* Start Data to use *

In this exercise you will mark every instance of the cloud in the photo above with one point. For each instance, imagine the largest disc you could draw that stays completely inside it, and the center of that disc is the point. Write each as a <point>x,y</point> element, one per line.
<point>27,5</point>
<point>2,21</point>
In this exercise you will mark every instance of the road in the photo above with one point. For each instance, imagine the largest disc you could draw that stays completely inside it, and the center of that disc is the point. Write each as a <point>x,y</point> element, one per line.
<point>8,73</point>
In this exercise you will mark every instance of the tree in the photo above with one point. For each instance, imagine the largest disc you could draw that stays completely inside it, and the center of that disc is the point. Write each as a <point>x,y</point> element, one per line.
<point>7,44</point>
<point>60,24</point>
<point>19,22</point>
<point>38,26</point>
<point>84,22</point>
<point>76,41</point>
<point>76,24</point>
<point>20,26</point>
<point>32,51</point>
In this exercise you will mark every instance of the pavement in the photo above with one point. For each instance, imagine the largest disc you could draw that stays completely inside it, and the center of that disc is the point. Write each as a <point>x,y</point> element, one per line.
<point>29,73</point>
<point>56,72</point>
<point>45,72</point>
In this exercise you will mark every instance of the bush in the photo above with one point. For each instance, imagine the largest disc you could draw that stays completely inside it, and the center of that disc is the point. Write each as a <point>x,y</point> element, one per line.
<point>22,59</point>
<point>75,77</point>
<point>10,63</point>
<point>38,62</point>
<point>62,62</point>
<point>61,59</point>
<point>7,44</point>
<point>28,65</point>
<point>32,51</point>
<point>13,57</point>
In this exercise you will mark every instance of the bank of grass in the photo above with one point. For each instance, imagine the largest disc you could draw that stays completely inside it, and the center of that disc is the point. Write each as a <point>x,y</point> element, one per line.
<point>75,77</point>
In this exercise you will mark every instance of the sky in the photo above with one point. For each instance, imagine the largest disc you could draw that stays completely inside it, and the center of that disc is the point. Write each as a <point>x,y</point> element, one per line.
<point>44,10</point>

* End Data to use *

What is required:
Copy all of the entries above word for word, with each line kept as it appears.

Task solution:
In this exercise you will mark every instance of the cloud in the photo above with one point. For each instance, imagine the largest disc you could draw that stays completely inside it, and the center of that disc is the point. Write each as a <point>x,y</point> element, one per line.
<point>27,5</point>
<point>2,21</point>
In this exercise you will mark every instance of the road in the photo above with one point. For each instance, imagine the largest disc you could draw that stays completely inside it, and the center of that disc is the point. Write each as a <point>x,y</point> element, one per line.
<point>8,73</point>
In this exercise you will mark every instance of the tree in the photo above with one point. For each instance, imagine the largest disc you could draw that stays completely inside it, and the center of that disc is the point. Write each as a <point>x,y</point> element, one per line.
<point>7,44</point>
<point>60,24</point>
<point>19,22</point>
<point>38,26</point>
<point>84,22</point>
<point>76,41</point>
<point>76,24</point>
<point>20,26</point>
<point>32,51</point>
In this exercise you will mark every instance of the pavement in the photo above with one point. For each instance, imagine the largest disc you could draw that stays completely inside it, and the center of that disc is the point. Write each as a <point>x,y</point> element, one per line.
<point>29,73</point>
<point>56,72</point>
<point>45,72</point>
In this exercise you will mark every instance of the bush in the photo above with one point. For each instance, imagine the largest disc you could draw that stays completely inside it, and the center of that disc is the point. Write each as a <point>x,y</point> element, one per line.
<point>22,59</point>
<point>75,77</point>
<point>10,63</point>
<point>38,62</point>
<point>62,62</point>
<point>61,59</point>
<point>7,44</point>
<point>28,65</point>
<point>32,51</point>
<point>13,57</point>
In this exercise you will mark every instance of the bank of grass in the photo above with one point. For each instance, imagine the largest disc you could draw that stays completely inside it, and the center of that disc is the point. Write each as a <point>x,y</point> element, one per line.
<point>75,77</point>
In this exercise you will mark every instance of the sky in the photo above with one point. For each instance, imagine the largest disc you could draw that stays completely inside it, and the center of that disc is the point. Write each as a <point>x,y</point> element, one per line.
<point>44,10</point>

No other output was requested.